WHAT TO PRODUCE
What this exercise needs is every entry restated as written, with no pictures.

DATA
>>>>
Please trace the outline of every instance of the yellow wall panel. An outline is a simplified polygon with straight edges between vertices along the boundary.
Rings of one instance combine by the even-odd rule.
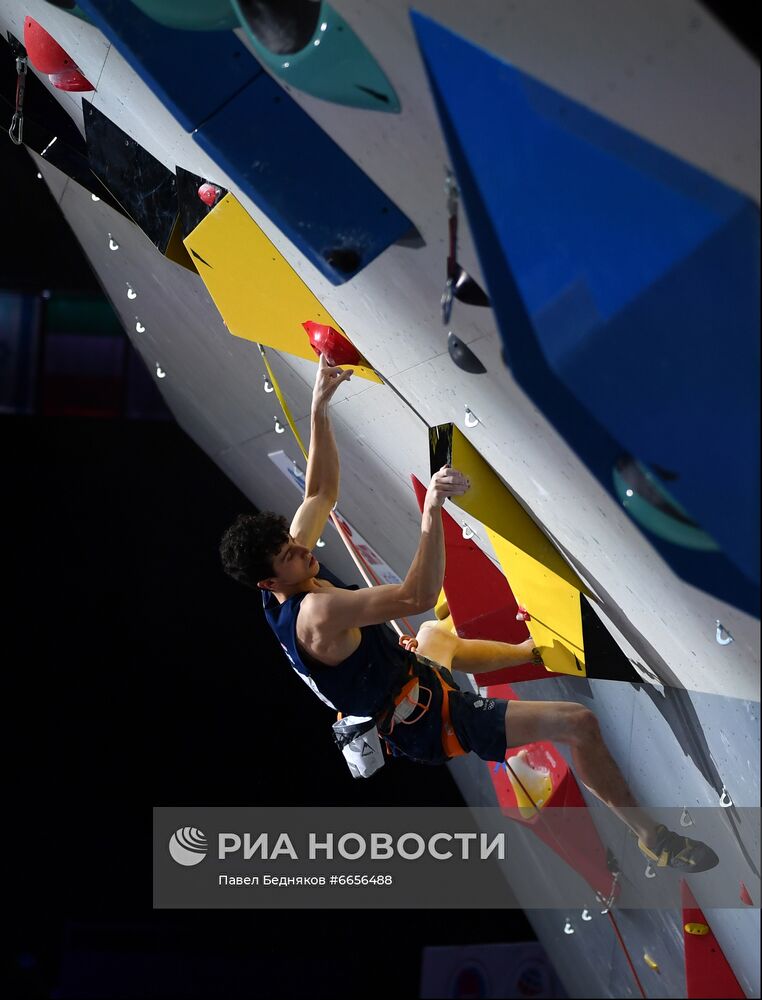
[[[235,337],[317,364],[302,323],[341,327],[232,194],[226,194],[183,242]],[[342,368],[381,381],[366,365]]]
[[[516,600],[532,616],[529,630],[545,665],[584,675],[579,595],[588,593],[585,585],[458,428],[447,425],[444,433],[451,435],[453,467],[471,480],[468,493],[452,502],[487,529]]]
[[[527,624],[545,666],[584,676],[579,590],[489,527],[487,534],[514,597],[532,616]]]
[[[452,465],[471,480],[471,489],[465,496],[452,498],[461,510],[472,514],[498,535],[509,539],[576,590],[588,593],[584,583],[565,562],[558,549],[501,482],[493,468],[454,425]]]

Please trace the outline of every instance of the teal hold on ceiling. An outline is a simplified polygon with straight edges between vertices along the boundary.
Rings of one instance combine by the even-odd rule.
[[[283,83],[334,104],[367,111],[400,110],[386,74],[330,4],[310,4],[315,8],[310,21],[296,27],[278,23],[277,4],[271,5],[269,21],[252,17],[241,0],[231,4],[257,59]]]

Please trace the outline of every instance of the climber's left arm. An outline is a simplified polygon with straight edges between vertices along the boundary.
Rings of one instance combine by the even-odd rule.
[[[330,366],[323,355],[312,393],[310,450],[304,501],[291,522],[291,535],[300,545],[314,548],[339,496],[339,452],[333,436],[328,403],[352,372]]]

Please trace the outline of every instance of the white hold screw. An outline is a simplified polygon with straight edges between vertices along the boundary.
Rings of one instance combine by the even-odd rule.
[[[717,632],[715,633],[715,638],[721,646],[727,646],[728,643],[733,641],[733,636],[728,632],[725,626],[722,624],[720,619],[717,619]]]
[[[474,416],[470,407],[466,406],[466,427],[476,427],[479,423],[479,418]]]

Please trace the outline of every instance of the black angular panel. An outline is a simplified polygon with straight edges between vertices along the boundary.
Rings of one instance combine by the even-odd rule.
[[[452,424],[439,424],[429,428],[429,462],[431,474],[443,465],[452,465]]]
[[[165,253],[178,213],[175,175],[85,99],[82,110],[93,173]]]
[[[624,655],[609,630],[593,611],[589,601],[579,596],[582,613],[582,642],[585,647],[585,672],[597,680],[628,681],[642,684],[643,678]]]

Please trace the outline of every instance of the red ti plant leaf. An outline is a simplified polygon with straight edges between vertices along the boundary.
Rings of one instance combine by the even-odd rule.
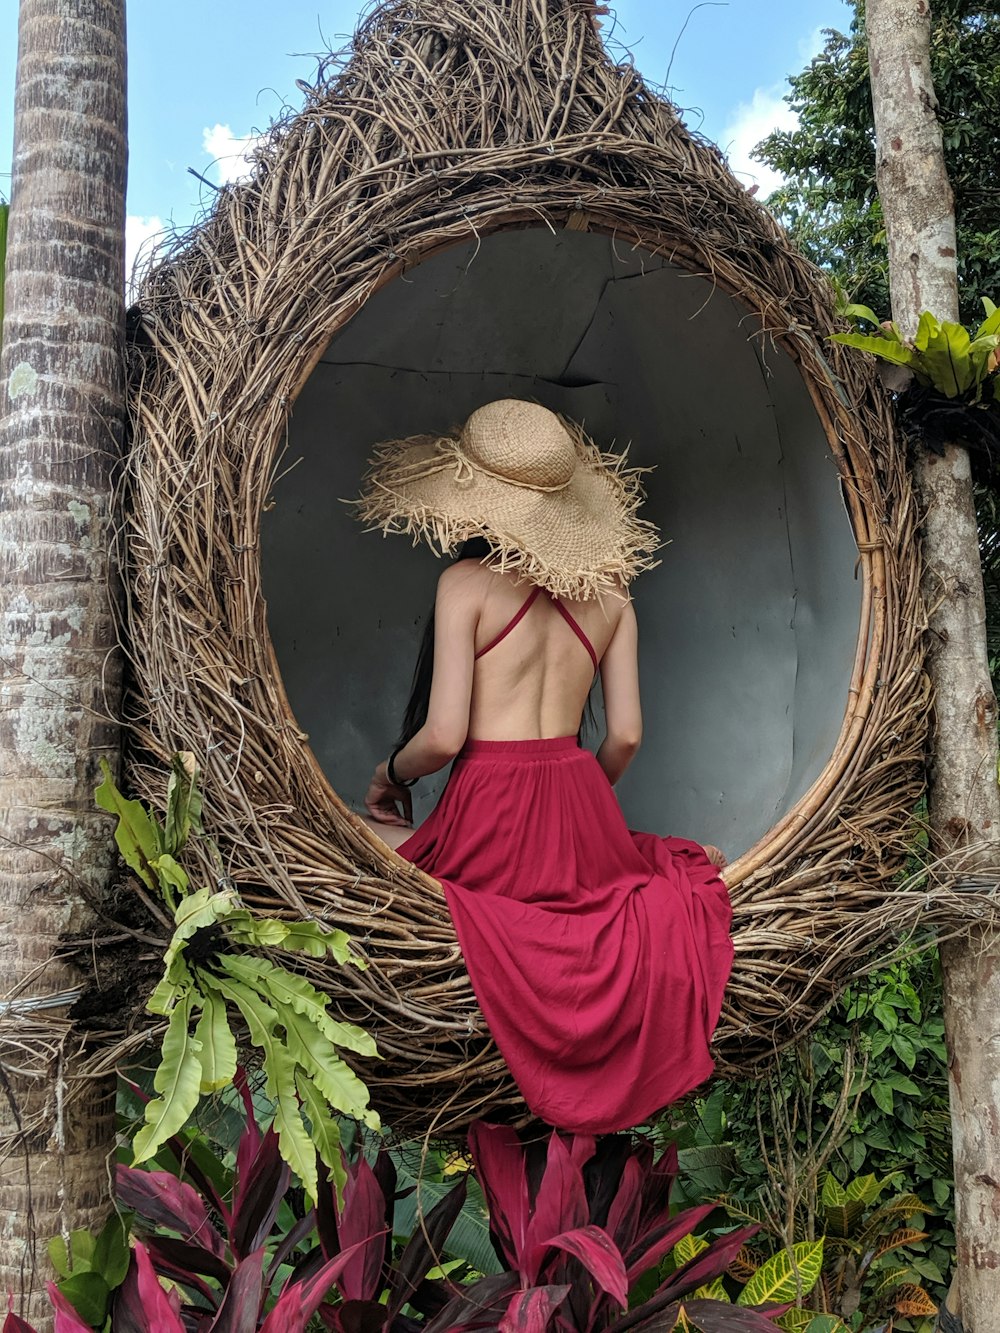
<<<<
EXPECTED OUTPUT
Please trace the outline of every instance of the yellow wall panel. An outline is a simplified polygon with straight edges between vertices along the boundary.
Rings of one instance combine by the even-odd rule.
[[[235,337],[317,364],[302,323],[341,327],[232,194],[226,194],[183,242]],[[342,368],[381,381],[366,365]]]
[[[516,600],[532,616],[529,630],[545,665],[584,675],[579,595],[588,593],[585,585],[458,428],[447,425],[444,433],[451,435],[453,467],[471,480],[468,493],[452,502],[487,529]]]
[[[527,624],[545,666],[584,676],[579,590],[489,527],[487,534],[514,597],[532,616]]]
[[[452,465],[471,480],[471,489],[465,496],[452,498],[461,510],[472,514],[498,535],[509,539],[576,590],[588,593],[584,583],[565,562],[558,549],[501,482],[493,468],[454,425]]]

Please trace the outline of every instance of the teal hold on ceiling. An outline is a simplified polygon with straight edges between vertices along the boundary.
Rings of one instance combine by the even-odd rule.
[[[283,83],[334,104],[367,111],[400,110],[386,74],[330,4],[310,4],[315,8],[310,21],[296,27],[278,23],[277,4],[271,5],[269,21],[252,17],[241,0],[231,4],[257,59]]]

Please trace the outline of every instance of the climber's left arm. An outline is a simplified polygon with straight edges between vertices along the boundary.
Rings of one instance combine by the even-odd rule.
[[[330,366],[323,355],[312,393],[310,450],[304,501],[291,522],[291,535],[300,545],[314,548],[339,496],[339,452],[333,436],[328,403],[352,372]]]

Please trace the outline of every instance of the white hold screw. An outline is a simplified polygon with straight edges between vertices along the boundary.
Rings of one instance combine by the even-odd rule.
[[[717,632],[715,633],[715,638],[721,646],[727,646],[728,643],[733,641],[733,636],[728,632],[725,626],[722,624],[720,619],[717,619]]]
[[[474,416],[470,407],[466,406],[466,427],[476,427],[479,423],[479,418]]]

Please trace the outline of every instance of the black angular panel. An outline is a simplified polygon with straight edges between vertices along the boundary.
Rings of one instance combine by the even-odd rule.
[[[452,424],[439,424],[429,428],[429,462],[431,474],[443,465],[452,465]]]
[[[165,253],[178,213],[175,175],[85,99],[82,110],[93,173]]]
[[[624,655],[609,630],[593,611],[589,601],[579,596],[582,613],[582,642],[585,647],[585,672],[597,680],[628,681],[642,684],[643,678]]]

Please trace the outline of every instance of the red ti plant leaf. An outline is a simplified polygon with straight edges between vertices along the boundary.
Rings of one instance combine by the even-odd rule.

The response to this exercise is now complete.